Task goal
Reproduce word for word the stretch from "All trains, except" through "201, and 202." in the Pullman car charter passage below.

Passage shown
# # #
The Private Hotel, Dining, Hunting and Sleeping Cars of the Pullman Company will accommodate from 12 to 18 persons, allowing a full bed to each, and are fitted with such modern conveniences as private, observation and smoking rooms, folding beds, reclining chairs, buffets and kitchens. They are "just the thing" for tourists, theatrical companies, sportsmen, and private parties. The Hunting Cars have special conveniences, being provided with dog-kennels, gun-racks, fishing-tackle, etc. These cars can be chartered at following rates per diem (the time being reckoned from date of departure until return of same, unless otherwise arranged with the Pullman Company):
Less than Ten Days.
per day. | per day. | ||
---|---|---|---|
Hotel Cars | $50.00 | Private or Hunting Cars | $35.00 |
Buffet Cars | 45.00 | Private Cars with Buffet | 30.00 |
Sleeping Cars | 40.00 | Dining Cars | 30.00 |
Ten Days or over, $5.00 per day less than above. Hotel, Buffet, or Sleeping Cars can also be chartered for continuous trips without lay-over between points where extra cars are furnished (cars to be given up at destination), as follows:
Where berth rate is | $1.50, | car rate will be | $35.00. |
Where berth rate is | 2.00, | car rate will be | 45.00. |
Where berth rate is | 2.50, | car rate will be | 55.00. |
For each additional berth rate of 50 cents, car rate will be increased $10.00.
Above rates include service of polite and skillful attendants. The commissariat will also be furnished if desired. Such chartered cars must contain not less than 15 persons holding full first-class tickets, and another full fare ticket will be required for each additional passenger over 15. If chartered "per diem" cars are given up en route, chartering party must arrange for return to original starting point free, or pay amount of freight necessary for return thereto. Diagrams showing interior of these cars can be had of any agent of the Company.
PULLMAN DINING CARS
are attached to the Council Bluffs and Denver Vestibuled Express, daily between Council Bluffs and Denver, and to "The Limited Fast Mail," running daily between Council Bluffs and Portland, Ore.
MEALS.
All trains, except those specified above (under head of Pullman Dining Cars), stop at regular eating stations, where first-class meals are furnished, under the direct supervision of this Company, by the Pacific Hotel Company. Neat and tidy lunch counters are also to be found at these stations.
BUFFET SERVICE.
Particular attention is called to the fine Buffet Service offered by the Union Pacific System to its patrons. Pullman Palace Buffet Sleepers now run on trains Nos. 1, 2, 201, and 202.
SIGHTS AND SCENES IN
OREGON, WASHINGTON AND ALASKA.
# # #
Extracted information

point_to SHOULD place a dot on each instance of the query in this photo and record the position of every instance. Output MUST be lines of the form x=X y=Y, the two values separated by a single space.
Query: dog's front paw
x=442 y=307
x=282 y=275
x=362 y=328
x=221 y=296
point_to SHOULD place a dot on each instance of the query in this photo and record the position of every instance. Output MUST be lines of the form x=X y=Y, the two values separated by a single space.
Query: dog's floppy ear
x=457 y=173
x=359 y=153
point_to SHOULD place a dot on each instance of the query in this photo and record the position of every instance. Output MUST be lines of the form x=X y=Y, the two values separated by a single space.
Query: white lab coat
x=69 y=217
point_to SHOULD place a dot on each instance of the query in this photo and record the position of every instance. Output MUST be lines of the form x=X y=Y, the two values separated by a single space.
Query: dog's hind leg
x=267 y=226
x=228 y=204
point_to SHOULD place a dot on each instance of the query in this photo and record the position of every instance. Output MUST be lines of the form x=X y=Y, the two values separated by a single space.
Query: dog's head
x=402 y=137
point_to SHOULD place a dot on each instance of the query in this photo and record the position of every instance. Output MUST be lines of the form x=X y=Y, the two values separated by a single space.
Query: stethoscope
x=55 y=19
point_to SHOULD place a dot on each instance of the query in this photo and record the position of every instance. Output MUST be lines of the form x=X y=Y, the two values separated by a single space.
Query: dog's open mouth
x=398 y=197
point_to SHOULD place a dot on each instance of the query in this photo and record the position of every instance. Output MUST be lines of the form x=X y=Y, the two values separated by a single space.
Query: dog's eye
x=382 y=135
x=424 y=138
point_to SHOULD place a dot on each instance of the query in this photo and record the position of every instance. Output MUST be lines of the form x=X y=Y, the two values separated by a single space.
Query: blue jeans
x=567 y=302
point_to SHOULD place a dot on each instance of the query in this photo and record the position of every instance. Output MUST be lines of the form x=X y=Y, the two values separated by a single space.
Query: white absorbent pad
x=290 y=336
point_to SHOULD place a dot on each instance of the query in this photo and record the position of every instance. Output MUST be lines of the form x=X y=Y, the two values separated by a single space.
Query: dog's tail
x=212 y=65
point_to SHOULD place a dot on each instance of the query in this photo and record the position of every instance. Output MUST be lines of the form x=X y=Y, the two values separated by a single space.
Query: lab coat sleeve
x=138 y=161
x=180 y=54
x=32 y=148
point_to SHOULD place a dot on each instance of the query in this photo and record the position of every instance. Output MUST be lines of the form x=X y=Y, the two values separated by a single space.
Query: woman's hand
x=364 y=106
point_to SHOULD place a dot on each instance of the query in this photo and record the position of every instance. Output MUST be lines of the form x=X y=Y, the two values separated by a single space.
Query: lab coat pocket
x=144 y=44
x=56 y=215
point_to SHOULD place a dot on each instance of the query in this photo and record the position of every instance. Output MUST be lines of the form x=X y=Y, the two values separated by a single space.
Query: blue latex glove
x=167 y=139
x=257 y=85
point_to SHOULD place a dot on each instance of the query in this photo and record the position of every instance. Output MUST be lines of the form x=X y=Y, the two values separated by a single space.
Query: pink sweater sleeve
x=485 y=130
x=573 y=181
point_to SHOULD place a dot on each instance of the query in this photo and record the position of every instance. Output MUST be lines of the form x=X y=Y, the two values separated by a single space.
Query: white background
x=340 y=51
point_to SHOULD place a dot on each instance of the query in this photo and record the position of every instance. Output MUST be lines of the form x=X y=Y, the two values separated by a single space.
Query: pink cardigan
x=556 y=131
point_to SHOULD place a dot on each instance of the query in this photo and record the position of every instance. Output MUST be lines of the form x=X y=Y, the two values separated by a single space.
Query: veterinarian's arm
# # #
Answer to the task
All trains, except those specified above (under head of Pullman Dining Cars), stop at regular eating stations, where first-class meals are furnished, under the direct supervision of this Company, by the Pacific Hotel Company. Neat and tidy lunch counters are also to be found at these stations.
BUFFET SERVICE.
Particular attention is called to the fine Buffet Service offered by the Union Pacific System to its patrons. Pullman Palace Buffet Sleepers now run on trains Nos. 1, 2, 201, and 202.